Esercizi e compiti |
1. Nel testo su Luigi Lechi, quali autori bresciani sono nominati in relazione alle prime mostre artistiche promosse da Fausto Lechi? Elencali tutti.
2. Prosegui il testo su Luigi Lechi dopo la sua ultima frase.

Brano da leggere |
::::::::::
Dieci anni senza Luigi Lechi (nella foto) il benefattore della città che tanto ha fatto per un paese nel quale aveva svolto la professione di notaio per 40 lunghi anni e per il quale nutriva un sincero affetto. 

Era infatti il 31 ottobre del 2010 quando il conte si spegneva, lasciando per testamento alla città di Montichiari, donazione già stilata in Sala Consiliare il 30 maggio del 2005, una ricchissima collezione che sarebbe poi diventata il nucleo fondante del museo omonimo che sorge oggi nell’antico palazzo Tabarino. 

Opere d’arte (oltre 180), dipinti, disegni, stampe, una biblioteca di 1500 volumi storici – artistici e un’im-portante servizio da tavola composto da porcellane delicate, al momento mai esposto al pubblico, «un gesto istintivo d’amore verso l’arte e la cultura» come lui stesso ebbe a dire, che hanno reso Montichiari una protagonista non secondaria tra le sedi museali della provincia. 

Nato a Brescia nel 1926, Luigi Lechi era il secondogenito di Fausto Lechi, grande storico e promotore negli anni Trenta del Novecento delle prime mostre artistiche legate ad autori bresciani come il Romanino, il Moretto e il Savoldo.
::::::::::
Dati di partenza |
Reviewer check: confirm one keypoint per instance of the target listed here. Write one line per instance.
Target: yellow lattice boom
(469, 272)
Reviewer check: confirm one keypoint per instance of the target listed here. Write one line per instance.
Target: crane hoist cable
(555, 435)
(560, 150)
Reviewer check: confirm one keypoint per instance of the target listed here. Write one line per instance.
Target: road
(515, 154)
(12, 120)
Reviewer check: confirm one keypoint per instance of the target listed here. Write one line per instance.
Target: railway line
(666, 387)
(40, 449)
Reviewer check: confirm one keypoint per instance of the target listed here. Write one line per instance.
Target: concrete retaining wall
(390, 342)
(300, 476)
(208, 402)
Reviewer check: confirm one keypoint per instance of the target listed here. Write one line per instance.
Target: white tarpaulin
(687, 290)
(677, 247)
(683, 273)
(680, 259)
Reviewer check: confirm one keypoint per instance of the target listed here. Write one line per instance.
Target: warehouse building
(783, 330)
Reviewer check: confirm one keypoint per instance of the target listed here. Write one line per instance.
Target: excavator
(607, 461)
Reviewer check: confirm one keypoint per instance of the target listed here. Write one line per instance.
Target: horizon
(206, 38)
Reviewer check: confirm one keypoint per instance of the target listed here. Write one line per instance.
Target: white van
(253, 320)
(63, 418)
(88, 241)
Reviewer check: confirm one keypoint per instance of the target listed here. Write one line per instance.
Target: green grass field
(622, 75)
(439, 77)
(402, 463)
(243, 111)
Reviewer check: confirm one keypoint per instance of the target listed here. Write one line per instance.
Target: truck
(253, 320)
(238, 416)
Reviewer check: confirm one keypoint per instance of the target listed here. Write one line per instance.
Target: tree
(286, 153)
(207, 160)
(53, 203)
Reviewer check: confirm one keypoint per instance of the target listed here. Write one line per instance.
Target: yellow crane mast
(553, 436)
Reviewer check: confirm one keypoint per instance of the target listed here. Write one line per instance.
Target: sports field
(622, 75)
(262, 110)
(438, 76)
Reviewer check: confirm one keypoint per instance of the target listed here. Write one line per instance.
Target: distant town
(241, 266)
::::::::::
Risposte scritte |
1. Il Romanino, il Moretto e il Savoldo.

2.
La famiglia, famosa per aver contribuito alle guerre napoleoniche, già nel Settecento e nell’Ottocento, aveva arricchito il proprio palazzo di Brescia e la villa di Montirone con opere d’arte di prestigio e la passione per i pezzi unici aveva continuato ad accendere l’animo anche dei discendenti nel corso dei secoli fino ad arrivare a Luigi e al fratello Piero che iniziarono la loro personale collezione intorno al 1960, prediligendo la Scuola Lombarda dal Cinque al Settecento. Dal 1957 al 1999 Luigi Lechi aveva esercitato la professione di notaio proprio a Montichiari creando un forte legame con il territorio e con alcune personalità locali, legame che lo spinse appunto a firmare il lascito suddetto. Una scelta sicuramente dettata dal sentire affettivo e che guidò qualche anno dopo anche quella del fratello Piero (firmata nel luglio 2008), deceduto nel 2013. Una passione profonda quella di Luigi Lechi per l’arte, il sogno di una vita raccolto e donato con generosità ad un luogo che, sebbene nel modo schivo tipico del suo carattere, doveva avere molto amato tanto da voler regalare tutto ciò che sentiva di più caro. 

A dieci anni dalla morte di Luigi Lechi, le porte del museo a lui intitolate sono chiuse causa emergenza Covid ma le iniziative al suo interno non si fermano e torneranno a breve per diffondere quell’impegno costante verso la cultura, l’arte e il bello che hanno contraddistinto tutta la sua vita.